(TEXTE DE LA PAGE)
○ ○ ○ ○ ○
Mackendrick ne s’autorise une majesté formelle que quand Sammy côtoie des
protagonistes qui l’accompagne et l’aide sans le guider, qui l’accueille sans
le retenir.
Le voyage en bateau en compagnie d’un paisible pèlerin puis les
méandres de la savane découverts avec le chercheur de diamant Cocky (Edward G.
Robinson) laissent enfin beauté suspendue et contemplative s’installer. Sammy
plus sur le qui-vive peut redevenir un garçonnet distrait (le joli moment où le
pèlerin tente un semblant de discours philosophique et abandonne en voyant
Sammy se gratte) et capable de s’émerveiller face à la splendeur sauvage qui l’entoure.
Mackendrick à travers ce lâcher prise fond son personnage dans cette Afrique
dont il s’imprègne et ne traverse plus seulement avec méfiance (le voyage en
bateau où il se mêle aux locaux plutôt que d’aller en première classe avec les
occidentaux). C’est aussi le moment de faire ressurgir sa vulnérabilité enfouie
sous la détermination farouche.
○ ○ ○ ○ ○
(OBJECTIF) Recopiez fidèlement le passage du texte sur le film de Mackendrick compris entre « Mackendrick ne s’autorise » et « sauvage qui l’entoure. », ces mots inclus. Les lignes ci-dessous n’interviennent en rien dans cet exercice.
○ ○ ○ ○ ○
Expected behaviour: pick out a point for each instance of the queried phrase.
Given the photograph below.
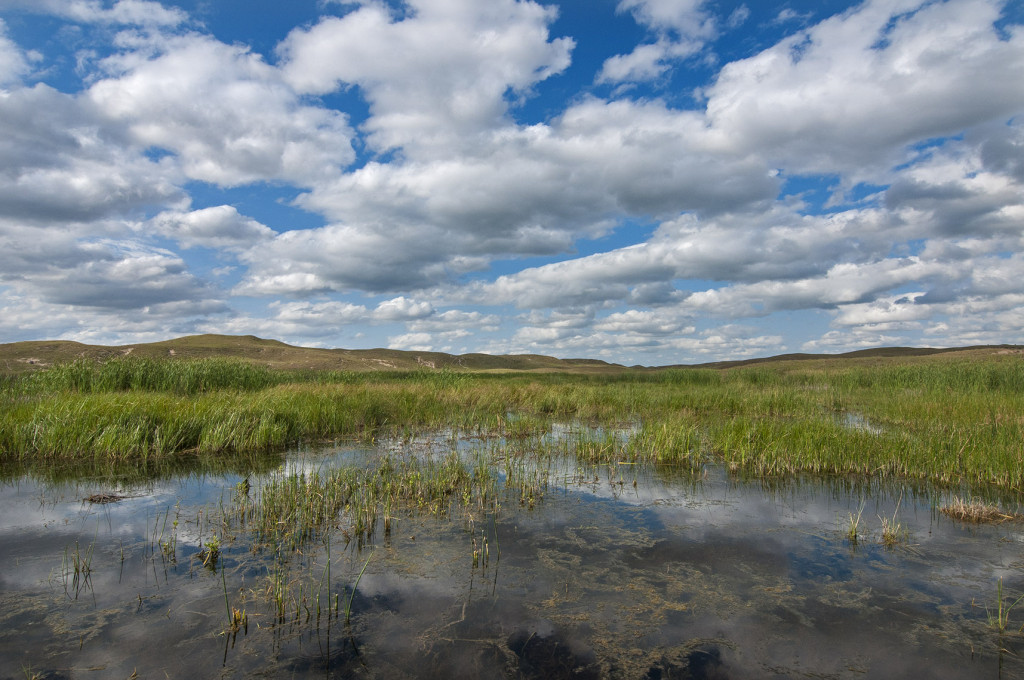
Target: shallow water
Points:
(676, 576)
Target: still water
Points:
(617, 571)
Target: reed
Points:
(999, 618)
(954, 422)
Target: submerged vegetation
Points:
(953, 421)
(435, 464)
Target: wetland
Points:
(214, 519)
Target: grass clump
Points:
(952, 421)
(977, 512)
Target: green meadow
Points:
(950, 419)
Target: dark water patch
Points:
(691, 578)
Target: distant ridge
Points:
(873, 352)
(30, 355)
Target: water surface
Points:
(617, 570)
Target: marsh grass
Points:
(977, 511)
(998, 619)
(853, 532)
(952, 422)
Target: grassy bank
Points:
(948, 420)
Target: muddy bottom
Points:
(676, 577)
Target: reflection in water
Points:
(619, 571)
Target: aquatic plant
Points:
(853, 527)
(954, 422)
(999, 619)
(351, 596)
(976, 511)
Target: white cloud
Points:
(224, 113)
(682, 28)
(62, 162)
(437, 77)
(846, 95)
(218, 226)
(136, 12)
(102, 273)
(401, 308)
(13, 64)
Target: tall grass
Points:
(951, 421)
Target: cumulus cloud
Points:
(225, 114)
(135, 12)
(218, 226)
(849, 93)
(437, 76)
(102, 273)
(904, 114)
(682, 28)
(61, 162)
(13, 64)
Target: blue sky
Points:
(643, 181)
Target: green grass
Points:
(949, 420)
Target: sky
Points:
(641, 181)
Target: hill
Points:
(23, 356)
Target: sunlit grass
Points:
(952, 422)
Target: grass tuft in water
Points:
(999, 619)
(977, 512)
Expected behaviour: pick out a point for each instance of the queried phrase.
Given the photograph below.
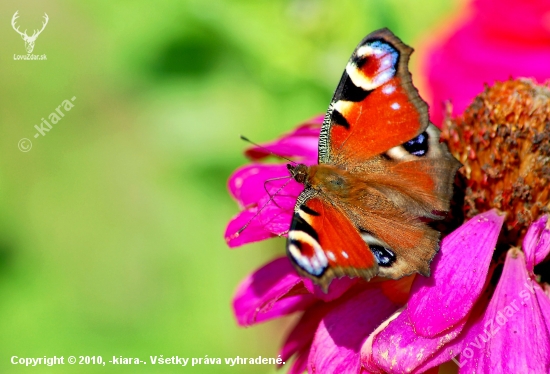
○ ○ ○ ○ ○
(TÂCHE ACCOMPLIE)
Mackendrick ne s’autorise une majesté formelle que quand Sammy côtoie des
protagonistes qui l’accompagne et l’aide sans le guider, qui l’accueille sans
le retenir.
Le voyage en bateau en compagnie d’un paisible pèlerin puis les
méandres de la savane découverts avec le chercheur de diamant Cocky (Edward G.
Robinson) laissent enfin beauté suspendue et contemplative s’installer. Sammy
plus sur le qui-vive peut redevenir un garçonnet distrait (le joli moment où le
pèlerin tente un semblant de discours philosophique et abandonne en voyant
Sammy se gratte) et capable de s’émerveiller face à la splendeur sauvage qui l’entoure.